WHAT IS REQUIRED |
What you return must match every record word for word.

Stored items |
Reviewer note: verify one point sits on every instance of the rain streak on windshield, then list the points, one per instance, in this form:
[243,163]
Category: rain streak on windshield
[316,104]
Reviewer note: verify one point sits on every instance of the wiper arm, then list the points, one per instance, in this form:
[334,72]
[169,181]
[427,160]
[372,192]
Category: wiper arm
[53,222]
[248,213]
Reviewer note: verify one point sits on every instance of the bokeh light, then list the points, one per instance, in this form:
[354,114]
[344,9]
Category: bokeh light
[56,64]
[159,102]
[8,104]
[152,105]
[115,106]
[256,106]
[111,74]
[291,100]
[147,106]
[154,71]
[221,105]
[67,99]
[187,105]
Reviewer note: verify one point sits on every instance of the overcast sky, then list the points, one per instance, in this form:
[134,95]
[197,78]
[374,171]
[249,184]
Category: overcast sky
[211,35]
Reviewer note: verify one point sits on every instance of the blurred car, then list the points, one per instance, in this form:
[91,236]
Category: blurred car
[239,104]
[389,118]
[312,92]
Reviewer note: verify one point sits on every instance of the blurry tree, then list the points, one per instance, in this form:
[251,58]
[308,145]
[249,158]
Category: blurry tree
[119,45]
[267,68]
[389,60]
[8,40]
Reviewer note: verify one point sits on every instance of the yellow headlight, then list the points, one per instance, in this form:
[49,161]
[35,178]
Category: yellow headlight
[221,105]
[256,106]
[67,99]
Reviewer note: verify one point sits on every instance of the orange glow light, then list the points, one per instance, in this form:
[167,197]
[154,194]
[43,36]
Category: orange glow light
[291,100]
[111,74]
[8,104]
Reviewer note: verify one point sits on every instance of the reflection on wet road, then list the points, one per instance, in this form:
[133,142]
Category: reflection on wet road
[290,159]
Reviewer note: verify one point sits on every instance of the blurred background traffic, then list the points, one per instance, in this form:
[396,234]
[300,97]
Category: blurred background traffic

SOLUTION BELOW |
Reviewer note: verify one point sits on every instance of the rain streak on windshield, then list the points, one per instance, in this form:
[243,163]
Category: rain streak on windshield
[316,104]
Reviewer note: verify one point sits on every instance of the wiper arm, then list the points, one per instance, in this form:
[334,72]
[169,181]
[427,160]
[372,192]
Category: wiper arm
[53,222]
[248,213]
Reviewer note: verify one point sits on every instance of the bokeh light, then list the points, one per instance, in this form:
[354,114]
[344,9]
Category: bokeh light
[56,64]
[159,102]
[8,104]
[152,105]
[115,106]
[256,106]
[111,74]
[291,100]
[147,106]
[154,71]
[221,105]
[67,99]
[187,105]
Reviewer note: verify one point sits on every instance of the overcast sky, then list the points, one per instance, in this form:
[134,95]
[197,78]
[374,171]
[249,184]
Category: overcast sky
[211,35]
Reviewer note: verify one point sits on every instance of the blurred car, then list the points, one per instance, in this form:
[91,236]
Category: blurred car
[239,104]
[389,118]
[312,92]
Reviewer note: verify one point sits on every instance of the blurry tree, then list the points, one per instance, in this form:
[251,58]
[308,145]
[249,158]
Category: blurry tree
[119,45]
[267,68]
[389,60]
[8,40]
Reviewer note: verify one point sits on every instance of the yellow headlight, then list the points, one per instance, in this form:
[49,161]
[35,178]
Category: yellow headlight
[221,105]
[256,106]
[67,99]
Reviewer note: verify one point sits on every instance of the orange glow light, then list the points, one per instance, in this form:
[167,197]
[154,194]
[43,36]
Category: orange glow light
[291,100]
[111,74]
[8,104]
Reviewer note: verify one point sits on every instance of the reflection on wet road, then list the points, one per instance, in this form:
[133,142]
Category: reflection on wet road
[290,159]
Reviewer note: verify one point sits on every instance of the blurred background traffic, then list the points, one per instance, in this form:
[396,234]
[300,97]
Category: blurred background traffic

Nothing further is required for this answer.